Artikel 16 Overige Regels
16.1 Parkeren
Bij de uitoefening van de bevoegdheid tot het verlenen van een omgevingsvergunning voor bouwen of een omgevingsvergunning voor het afwijken van het bestemmingsplan geldt de regel, dat er voldoende parkeergelegenheid aanwezig is of wordt gerealiseerd en in stand wordt gehouden. Van voldoende parkeergelegenheid is sprake, indien wordt voldaan aan overeenkomstig de door burgemeester en wethouders vastgestelde beleidsregels met betrekking tot parkeren, zoals die gelden op het tijdstip van de indiening van de aanvraag om een omgevingsvergunning voor het bouwen of wijziging gebruik.
Hoofdstuk 4 Overgangs- En Slotregels
Artikel 17 Overgangsrecht
17.1 Overgangsrecht bouwwerken
-
Een bouwwerk dat op het tijdstip van inwerkingtreding van het bestemmingsplan aanwezig of in uitvoering is, dan wel kan worden gebouwd krachtens een omgevingsvergunning voor het bouwen, en afwijkt van het plan, mag, mits deze afwijking naar aard en omvang niet wordt vergroot,
-
gedeeltelijk worden vernieuwd of veranderd;
-
na het teniet gaan ten gevolge van een calamiteit geheel worden vernieuwd of veranderd, mits de aanvraag van een omgevingsvergunning voor het bouwen wordt gedaan binnen twee jaar na de dag waarop het bouwwerk is teniet gegaan.

Opdracht 1
Binnen welke termijn moet volgens de bestemmingsplanregels de aanvraag van een omgevingsvergunning voor het bouwen worden gedaan als een afwijkend bouwwerk door een calamiteit teniet is gegaan?
Opdracht 2
Geef een vervolg op de bestemmingsplanregels over parkeren en overgangsrecht, aansluitend op de laatste zin.
De lijst komt uit een andere bron.

Gegevensrecords:
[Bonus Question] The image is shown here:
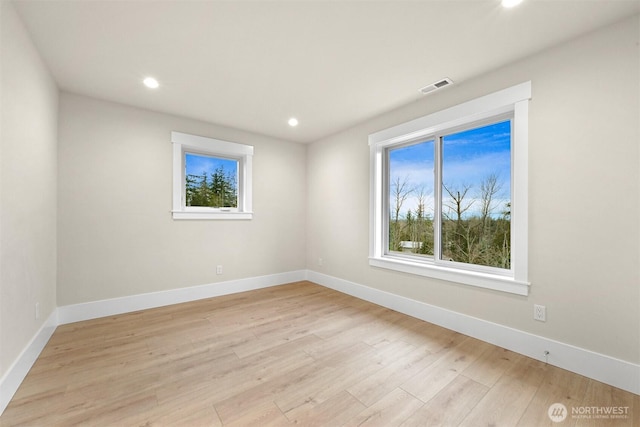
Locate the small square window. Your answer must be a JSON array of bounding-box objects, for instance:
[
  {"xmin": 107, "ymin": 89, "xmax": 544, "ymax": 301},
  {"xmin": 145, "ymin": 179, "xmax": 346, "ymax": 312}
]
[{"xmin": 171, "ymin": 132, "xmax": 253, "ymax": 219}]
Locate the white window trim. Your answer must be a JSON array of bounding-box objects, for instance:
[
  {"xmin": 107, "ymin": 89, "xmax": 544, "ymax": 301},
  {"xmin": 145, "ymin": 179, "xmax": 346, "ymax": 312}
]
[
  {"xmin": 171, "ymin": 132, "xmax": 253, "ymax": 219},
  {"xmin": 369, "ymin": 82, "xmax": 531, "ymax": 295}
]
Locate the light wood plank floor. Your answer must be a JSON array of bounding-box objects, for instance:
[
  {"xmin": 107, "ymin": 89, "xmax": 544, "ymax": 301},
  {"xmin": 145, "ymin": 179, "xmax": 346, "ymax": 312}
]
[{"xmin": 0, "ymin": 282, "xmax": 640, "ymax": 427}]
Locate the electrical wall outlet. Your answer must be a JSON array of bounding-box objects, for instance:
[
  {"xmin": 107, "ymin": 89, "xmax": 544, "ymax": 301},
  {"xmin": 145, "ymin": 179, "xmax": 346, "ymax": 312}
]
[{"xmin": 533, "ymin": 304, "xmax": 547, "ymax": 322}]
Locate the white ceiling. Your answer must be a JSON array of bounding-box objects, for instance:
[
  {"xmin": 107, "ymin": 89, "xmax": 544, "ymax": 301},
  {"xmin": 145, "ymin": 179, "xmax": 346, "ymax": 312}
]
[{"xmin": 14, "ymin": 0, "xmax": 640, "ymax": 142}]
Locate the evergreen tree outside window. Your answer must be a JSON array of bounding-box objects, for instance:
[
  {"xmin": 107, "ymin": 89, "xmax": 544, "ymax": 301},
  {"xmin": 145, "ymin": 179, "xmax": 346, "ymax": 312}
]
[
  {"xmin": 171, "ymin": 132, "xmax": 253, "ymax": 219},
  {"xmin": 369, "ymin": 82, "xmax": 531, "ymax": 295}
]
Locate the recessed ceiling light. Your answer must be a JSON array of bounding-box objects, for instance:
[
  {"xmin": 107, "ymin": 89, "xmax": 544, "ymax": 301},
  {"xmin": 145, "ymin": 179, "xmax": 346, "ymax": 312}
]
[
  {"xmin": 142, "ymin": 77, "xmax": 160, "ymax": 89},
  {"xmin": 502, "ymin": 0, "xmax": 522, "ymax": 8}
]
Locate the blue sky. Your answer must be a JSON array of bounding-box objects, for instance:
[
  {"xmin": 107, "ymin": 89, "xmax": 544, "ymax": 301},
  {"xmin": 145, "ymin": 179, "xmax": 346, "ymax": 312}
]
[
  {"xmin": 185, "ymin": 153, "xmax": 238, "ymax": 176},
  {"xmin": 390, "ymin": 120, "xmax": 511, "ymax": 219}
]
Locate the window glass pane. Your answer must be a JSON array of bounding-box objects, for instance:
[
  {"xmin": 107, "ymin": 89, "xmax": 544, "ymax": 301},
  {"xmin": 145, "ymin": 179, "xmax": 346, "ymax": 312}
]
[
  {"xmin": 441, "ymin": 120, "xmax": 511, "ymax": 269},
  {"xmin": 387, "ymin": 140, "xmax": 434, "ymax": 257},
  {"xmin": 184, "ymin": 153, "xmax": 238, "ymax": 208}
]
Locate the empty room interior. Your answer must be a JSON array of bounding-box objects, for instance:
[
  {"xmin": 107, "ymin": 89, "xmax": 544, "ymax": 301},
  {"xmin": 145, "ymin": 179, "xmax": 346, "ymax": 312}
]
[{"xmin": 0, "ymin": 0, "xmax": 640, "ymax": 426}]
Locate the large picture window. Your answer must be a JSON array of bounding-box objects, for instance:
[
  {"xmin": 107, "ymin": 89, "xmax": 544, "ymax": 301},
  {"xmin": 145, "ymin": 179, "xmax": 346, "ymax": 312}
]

Schriftelijk antwoord 1
Binnen twee jaar na de dag waarop het bouwwerk teniet is gegaan.

Schriftelijk antwoord 2
-
Het bevoegd gezag kan eenmalig in afwijking van het bepaalde onder a een omgevingsvergunning verlenen voor het vergroten van de inhoud van een bouwwerk als bedoeld onder a met maximaal 10 %.
-
Het bepaalde onder a is niet van toepassing op bouwwerken die weliswaar bestaan op het tijdstip van inwerkingtreding van het plan, maar zijn gebouwd zonder omgevingsvergunning en in strijd met het daarvoor geldende plan, daaronder begrepen de overgangsbepaling van dat plan.
17.2 Overgangsrecht gebruik
-
Het gebruik van grond en bouwwerken dat bestond op het tijdstip van inwerkingtreding van het bestemmingsplan en hiermee in strijd is, mag worden voortgezet.
-
Het is verboden het met het bestemmingsplan strijdige gebruik, bedoeld in het bepaalde onder a, te veranderen of te laten veranderen in een ander met dat plan strijdig gebruik, tenzij door deze verandering de afwijking naar aard en omvang wordt verkleind.
-
Indien het gebruik, bedoeld in het bepaalde onder a, na het tijdstip van inwerkingtreding van het plan voor een periode langer dan een jaar wordt onderbroken, is het verboden dit gebruik daarna te hervatten of te laten hervatten.
-
Het bepaalde onder a is niet van toepassing op het gebruik dat reeds in strijd was met het voorheen geldende bestemmingsplan, daaronder begrepen de overgangsbepalingen van dat plan.